- **EXTRAIT FOURNI**
--

SECONDE PARTIE : UNE CONVENTION FISCALE CLASSIQUE ... OU PRESQUE

L'accord entre le Gouvernement de la République française et le Gouvernement de la Principauté d'Andorre en vue d'éviter les doubles impositions et de prévenir l'évasion et la fraude fiscales en matière d'impôts sur le revenu a été signé le 2 avril 2013 à Paris par Jordi Cinca Mateos, ministre des Finances et de la fonction publique de la Principauté d'Andorre, et Pierre Moscovici, ministre de l'Économie et des finances ainsi que Bernard Cazeneuve, ministre délégué auprès du ministre de l'Économie et des finances.

Cet accord constitue la première convention fiscale entre la France et Andorre . Il vise à éliminer les risques de doubles impositions, source d'incertitude juridique pour les acteurs économiques et les personnes physiques. L'entrée en vigueur de cet accord devrait ainsi permettre de renforcer la présence française en Andorre, ainsi que les flux commerciaux et les investissements croisés entre les deux pays. La présente convention vise également à lutter contre la fraude et l'évasion fiscales, notamment grâce à l'introduction de clauses anti-abus.

La convention entrera en vigueur le premier jour du mois suivant le jour de réception de la dernière des notifications d'accomplissement des procédures internes. Ses dispositions s'appliqueront aux impôts dus au titre de l'année suivant l'année civile au cours de laquelle la convention est entrée en vigueur . Ainsi, une entrée en vigueur en 2015 permettrait une application aux impôts dus au titre de l'année 2016, et prélevés cette même année ou l'année suivante (dans le cas de l'impôt sur le revenu notamment).

--

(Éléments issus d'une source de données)

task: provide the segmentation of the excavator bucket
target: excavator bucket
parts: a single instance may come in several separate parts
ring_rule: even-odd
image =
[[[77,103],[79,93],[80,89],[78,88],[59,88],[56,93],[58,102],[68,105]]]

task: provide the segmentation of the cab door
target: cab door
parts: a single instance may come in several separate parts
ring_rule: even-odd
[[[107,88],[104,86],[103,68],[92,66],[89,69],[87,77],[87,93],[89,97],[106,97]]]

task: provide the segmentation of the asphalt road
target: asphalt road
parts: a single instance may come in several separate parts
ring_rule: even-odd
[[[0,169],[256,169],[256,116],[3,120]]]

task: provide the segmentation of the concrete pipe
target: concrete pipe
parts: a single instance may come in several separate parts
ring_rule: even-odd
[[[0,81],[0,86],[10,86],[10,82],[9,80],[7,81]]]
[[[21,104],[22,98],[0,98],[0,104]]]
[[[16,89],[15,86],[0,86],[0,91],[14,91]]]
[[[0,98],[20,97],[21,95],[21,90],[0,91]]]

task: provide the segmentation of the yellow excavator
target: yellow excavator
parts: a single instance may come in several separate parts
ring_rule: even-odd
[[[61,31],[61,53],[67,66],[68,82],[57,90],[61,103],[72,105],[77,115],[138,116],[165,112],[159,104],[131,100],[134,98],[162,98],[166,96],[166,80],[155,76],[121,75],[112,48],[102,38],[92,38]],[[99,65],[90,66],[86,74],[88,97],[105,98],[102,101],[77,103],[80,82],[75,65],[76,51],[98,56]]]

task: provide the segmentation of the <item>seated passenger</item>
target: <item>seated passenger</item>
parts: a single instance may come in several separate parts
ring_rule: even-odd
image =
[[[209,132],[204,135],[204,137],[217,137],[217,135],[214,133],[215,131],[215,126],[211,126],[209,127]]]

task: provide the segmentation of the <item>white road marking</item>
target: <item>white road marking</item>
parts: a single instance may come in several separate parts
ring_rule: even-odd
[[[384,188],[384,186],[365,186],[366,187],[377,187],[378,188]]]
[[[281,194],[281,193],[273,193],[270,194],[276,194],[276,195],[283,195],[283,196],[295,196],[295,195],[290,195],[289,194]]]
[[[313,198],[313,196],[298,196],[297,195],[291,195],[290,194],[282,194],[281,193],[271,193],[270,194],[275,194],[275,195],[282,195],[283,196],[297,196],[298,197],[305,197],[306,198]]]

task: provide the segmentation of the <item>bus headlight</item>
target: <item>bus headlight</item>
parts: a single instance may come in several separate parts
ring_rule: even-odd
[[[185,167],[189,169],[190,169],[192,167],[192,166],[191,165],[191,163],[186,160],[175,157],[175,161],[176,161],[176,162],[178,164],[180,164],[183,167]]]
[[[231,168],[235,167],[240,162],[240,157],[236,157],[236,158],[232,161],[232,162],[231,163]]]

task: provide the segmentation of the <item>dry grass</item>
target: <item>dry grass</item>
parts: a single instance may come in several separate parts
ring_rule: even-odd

--

- **TRAVAIL DEMANDÉ**
A – Traduire en anglais la phrase suivante de l'extrait sur la convention fiscale franco-andorrane : « Il vise à éliminer les risques de doubles impositions, source d'incertitude juridique pour les acteurs économiques et les personnes physiques. »
B – Répondre, d'après l'extrait sur la convention fiscale franco-andorrane, aux questions suivantes :
(i) À quelle date et dans quelle ville l'accord a-t-il été signé ?
(ii) Par quel moyen, notamment, la convention entend-elle lutter contre la fraude et l'évasion fiscales ?
(iii) Pour quelle année les impôts seraient-ils concernés si l'entrée en vigueur intervenait en 2015 ?
C – Rédiger la suite de l'extrait sur la convention fiscale franco-andorrane à partir de sa dernière phrase.
Le listing provient d'une source distincte de l'extrait.

- **RÉPONSES ATTENDUES**
A – It aims to eliminate the risks of double taxation, a source of legal uncertainty for economic actors and natural persons.

B –
(i) Le 2 avril 2013, à Paris.
(ii) Par l'introduction de clauses anti-abus.
(iii) Pour l'année 2016.

C –
I. L'ÉLIMINATION DES DOUBLES IMPOSITIONS : UN ACCORD LARGEMENT CONFORME AU MODÈLE DE L'OCDE

S'agissant des modalités d'élimination des doubles impositions , c'est-à-dire de la principale raison d'être des conventions fiscales, l'accord du 2 avril 2013 entre la France et Andorre est très largement conforme au standard de l'OCDE le plus récent, qui date de 2010 9 ( * ) . Les dérogations à ce modèle s'expliquent principalement par les spécificités de la fiscalité des deux États, et ne s'écartent du modèle de l'OCDE que pour se rapprocher de la pratique française habituelle en matière de conventions internationales.

Votre rapporteur estime donc que la présente convention constitue un accord équilibré, qui préserve les intérêts des deux pays , et devrait notamment permettre aux entreprises françaises de prendre une part plus importante au sein de l'économie andorrane.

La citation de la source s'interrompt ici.